(BRIEF)
In the ice-fishing thread, what limit did the first poster and their partner agree on?

(SUPPLIED TEXT)
— begin —

# Whiskey Indigo Alpha



## papaperch (Apr 12, 2004)

Military Phonetics for wounded in action. More about that later.



Start of the pile. Gills were biting extremely light. But the ole snitch rod proved their undoing.Partner and I agreed to 60 limit of the two of us . Hit that in about 2 hours then just fished some more for fun.





Couple specimens of the days catch. We kept 8 inches and up.



Our limit of 60. I used a slender spoon tipped with waxie and a flo pinmin. Had to alternate back and forth as they would wise up or wary up. Almost all had to be teased into biting. When the FF went dead red and no hit a real real slow lift would convince them

Started to just for funs when IT happened. Drilled a couple hole in deeper water and was walking back for my FF and stuff. Took a step and WHAM down on the ice. It was slicker than greased owl s*** . I was wearing spikes but evidently they didn't quite grip just yet prior to fall. Hit so hard my lenses popped out of my glasses. Partner says you OK. I said yeah but I want a crack at that S.O.B that just floored me. As I stood up I could see a good amount of blood on the ice. So we packed it up and off the ER after picking up wife. As I sit here typing this there are 8 staples in my hard head.

Be CAREFUL out there guys if it can happen to a seasoned old vet like me. It can happen to anyone. If I would have did the outhouse shuffle when on slick ice I would not have fallen. But one brief moment of neglecting my status and here I sit with a head that looks like someone sewed a zipper in it. A sore shoulder and chest that felt like I just went 10 rounds with a body puncher.


----------



## flylogicsteelhead (Oct 4, 2006)

Sorry to hear that, great catch and it could always be worse!


----------



## Minnowhead (Jan 12, 2011)

Wow, glad your in good spirits PapaPerch. Get well. Nice job on the big gills...


----------



## joekacz (Sep 11, 2013)

flylogicsteelhead said:


> Sorry to hear that, great catch and it could always be worse!

— end —

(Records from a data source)
— begin —

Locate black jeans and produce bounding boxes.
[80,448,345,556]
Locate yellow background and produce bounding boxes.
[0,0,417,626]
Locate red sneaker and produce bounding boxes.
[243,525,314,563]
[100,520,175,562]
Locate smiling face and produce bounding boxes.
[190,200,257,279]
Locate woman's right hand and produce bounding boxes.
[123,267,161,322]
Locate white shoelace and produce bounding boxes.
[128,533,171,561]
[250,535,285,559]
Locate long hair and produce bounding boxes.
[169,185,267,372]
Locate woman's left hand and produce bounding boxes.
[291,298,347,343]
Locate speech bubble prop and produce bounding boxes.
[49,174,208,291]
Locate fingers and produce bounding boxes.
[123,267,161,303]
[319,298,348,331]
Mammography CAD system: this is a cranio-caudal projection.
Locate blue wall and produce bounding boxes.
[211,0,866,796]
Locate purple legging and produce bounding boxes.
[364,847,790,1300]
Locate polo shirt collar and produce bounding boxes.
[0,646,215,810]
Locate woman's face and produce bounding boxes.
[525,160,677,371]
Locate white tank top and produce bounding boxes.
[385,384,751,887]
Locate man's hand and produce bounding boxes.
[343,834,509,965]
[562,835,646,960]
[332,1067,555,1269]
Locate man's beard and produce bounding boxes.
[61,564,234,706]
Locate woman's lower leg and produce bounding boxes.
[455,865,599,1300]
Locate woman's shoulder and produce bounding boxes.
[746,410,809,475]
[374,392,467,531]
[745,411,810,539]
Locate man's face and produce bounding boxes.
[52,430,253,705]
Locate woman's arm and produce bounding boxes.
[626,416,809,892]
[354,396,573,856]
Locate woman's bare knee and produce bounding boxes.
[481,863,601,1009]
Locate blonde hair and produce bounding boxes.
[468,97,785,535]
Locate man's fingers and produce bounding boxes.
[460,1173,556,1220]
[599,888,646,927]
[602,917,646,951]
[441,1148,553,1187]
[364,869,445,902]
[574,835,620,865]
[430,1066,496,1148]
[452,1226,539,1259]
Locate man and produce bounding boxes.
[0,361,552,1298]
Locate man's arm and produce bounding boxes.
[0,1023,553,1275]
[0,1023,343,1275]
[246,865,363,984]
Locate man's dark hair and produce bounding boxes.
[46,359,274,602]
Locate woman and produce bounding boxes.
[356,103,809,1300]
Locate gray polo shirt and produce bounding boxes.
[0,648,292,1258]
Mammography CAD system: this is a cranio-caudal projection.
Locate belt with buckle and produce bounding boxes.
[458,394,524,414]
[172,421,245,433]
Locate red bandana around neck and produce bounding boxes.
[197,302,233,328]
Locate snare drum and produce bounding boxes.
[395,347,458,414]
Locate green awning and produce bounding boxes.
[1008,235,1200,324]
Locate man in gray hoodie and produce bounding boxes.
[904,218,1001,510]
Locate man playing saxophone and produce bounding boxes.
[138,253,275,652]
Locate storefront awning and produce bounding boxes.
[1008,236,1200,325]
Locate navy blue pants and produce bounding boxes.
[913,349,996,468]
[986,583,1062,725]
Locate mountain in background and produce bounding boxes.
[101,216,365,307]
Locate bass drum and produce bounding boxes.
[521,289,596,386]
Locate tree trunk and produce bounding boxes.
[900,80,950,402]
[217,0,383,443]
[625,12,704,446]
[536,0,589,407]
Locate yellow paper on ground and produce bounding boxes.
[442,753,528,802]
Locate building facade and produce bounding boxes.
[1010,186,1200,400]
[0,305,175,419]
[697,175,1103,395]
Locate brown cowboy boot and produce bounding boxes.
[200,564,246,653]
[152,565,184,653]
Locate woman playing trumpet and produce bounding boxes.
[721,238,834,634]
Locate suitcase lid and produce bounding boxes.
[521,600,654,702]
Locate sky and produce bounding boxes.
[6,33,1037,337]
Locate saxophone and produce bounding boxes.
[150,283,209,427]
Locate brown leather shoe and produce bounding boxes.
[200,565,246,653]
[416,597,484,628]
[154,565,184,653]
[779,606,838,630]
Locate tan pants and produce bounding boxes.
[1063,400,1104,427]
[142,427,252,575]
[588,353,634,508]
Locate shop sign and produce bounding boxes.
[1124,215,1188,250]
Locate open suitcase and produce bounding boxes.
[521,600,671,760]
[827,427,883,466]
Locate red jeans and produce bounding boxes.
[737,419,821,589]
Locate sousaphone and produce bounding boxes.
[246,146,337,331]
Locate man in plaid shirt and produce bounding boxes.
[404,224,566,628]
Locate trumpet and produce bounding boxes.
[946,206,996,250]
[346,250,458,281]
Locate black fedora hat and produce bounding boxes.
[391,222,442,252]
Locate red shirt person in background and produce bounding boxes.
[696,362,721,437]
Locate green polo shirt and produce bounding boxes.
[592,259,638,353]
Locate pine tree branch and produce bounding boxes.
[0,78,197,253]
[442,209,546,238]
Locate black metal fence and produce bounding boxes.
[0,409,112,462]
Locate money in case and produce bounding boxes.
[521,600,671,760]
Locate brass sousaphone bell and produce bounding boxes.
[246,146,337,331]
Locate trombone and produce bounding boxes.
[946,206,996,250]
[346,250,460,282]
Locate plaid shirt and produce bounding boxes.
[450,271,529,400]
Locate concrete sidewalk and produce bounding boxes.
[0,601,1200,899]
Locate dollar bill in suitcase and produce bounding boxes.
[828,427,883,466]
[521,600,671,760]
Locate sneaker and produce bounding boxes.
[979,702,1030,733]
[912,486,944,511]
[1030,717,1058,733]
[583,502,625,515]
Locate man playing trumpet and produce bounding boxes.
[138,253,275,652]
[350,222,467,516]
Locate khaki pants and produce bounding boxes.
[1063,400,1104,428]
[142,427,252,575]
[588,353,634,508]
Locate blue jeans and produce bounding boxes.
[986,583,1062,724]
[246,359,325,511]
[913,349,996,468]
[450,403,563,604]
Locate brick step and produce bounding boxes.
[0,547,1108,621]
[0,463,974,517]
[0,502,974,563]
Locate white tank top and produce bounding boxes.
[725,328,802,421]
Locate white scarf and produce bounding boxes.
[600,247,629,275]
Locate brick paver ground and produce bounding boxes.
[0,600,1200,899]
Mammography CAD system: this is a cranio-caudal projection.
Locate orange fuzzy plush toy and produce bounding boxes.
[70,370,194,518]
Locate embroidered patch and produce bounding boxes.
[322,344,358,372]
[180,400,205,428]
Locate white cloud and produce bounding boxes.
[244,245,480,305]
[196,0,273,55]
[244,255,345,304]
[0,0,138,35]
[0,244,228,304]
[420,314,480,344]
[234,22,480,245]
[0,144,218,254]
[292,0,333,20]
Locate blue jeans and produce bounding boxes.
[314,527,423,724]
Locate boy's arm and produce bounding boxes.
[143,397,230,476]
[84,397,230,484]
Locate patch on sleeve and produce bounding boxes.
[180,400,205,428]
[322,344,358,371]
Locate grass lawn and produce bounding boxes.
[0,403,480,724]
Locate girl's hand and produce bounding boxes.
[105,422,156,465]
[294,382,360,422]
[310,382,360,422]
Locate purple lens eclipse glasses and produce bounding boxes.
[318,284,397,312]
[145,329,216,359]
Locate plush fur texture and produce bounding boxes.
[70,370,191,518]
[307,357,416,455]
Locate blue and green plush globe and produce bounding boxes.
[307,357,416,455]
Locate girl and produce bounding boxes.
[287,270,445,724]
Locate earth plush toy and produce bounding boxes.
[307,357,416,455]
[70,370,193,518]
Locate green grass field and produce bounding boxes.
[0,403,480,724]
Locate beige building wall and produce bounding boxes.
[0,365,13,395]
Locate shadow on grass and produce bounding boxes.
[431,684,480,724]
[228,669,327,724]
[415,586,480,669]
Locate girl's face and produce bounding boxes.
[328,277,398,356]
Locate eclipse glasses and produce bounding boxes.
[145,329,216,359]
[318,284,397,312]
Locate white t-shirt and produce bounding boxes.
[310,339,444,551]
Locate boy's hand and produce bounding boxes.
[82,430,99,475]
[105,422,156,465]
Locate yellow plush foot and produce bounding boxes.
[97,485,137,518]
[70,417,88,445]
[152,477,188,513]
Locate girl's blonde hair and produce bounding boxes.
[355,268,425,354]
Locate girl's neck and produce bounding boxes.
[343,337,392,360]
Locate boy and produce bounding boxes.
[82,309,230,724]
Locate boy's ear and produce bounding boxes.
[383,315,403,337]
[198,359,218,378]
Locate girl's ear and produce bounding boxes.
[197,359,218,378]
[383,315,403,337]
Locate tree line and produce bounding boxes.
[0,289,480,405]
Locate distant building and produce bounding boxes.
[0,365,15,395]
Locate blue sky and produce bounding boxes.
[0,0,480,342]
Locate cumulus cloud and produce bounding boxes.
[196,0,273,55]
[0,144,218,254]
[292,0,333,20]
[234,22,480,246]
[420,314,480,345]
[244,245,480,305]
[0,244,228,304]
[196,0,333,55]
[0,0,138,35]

— end —

(SOLVED EXERCISE)
A limit of 60 for the two of them.